What is required:
Every record that follows should be printed verbatim.

(Dataset excerpt)
>> begin
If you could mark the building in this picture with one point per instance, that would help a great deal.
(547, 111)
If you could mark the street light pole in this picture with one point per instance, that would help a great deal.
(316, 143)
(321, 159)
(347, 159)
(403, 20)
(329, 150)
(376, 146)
>> end
Expected answer:
If you could mark the building in this picture with one point per instance, that would help a great deal.
(547, 111)
If you could mark the street light pole in this picture with one point per instance, that would help a great deal.
(316, 143)
(321, 159)
(347, 159)
(403, 20)
(329, 150)
(376, 146)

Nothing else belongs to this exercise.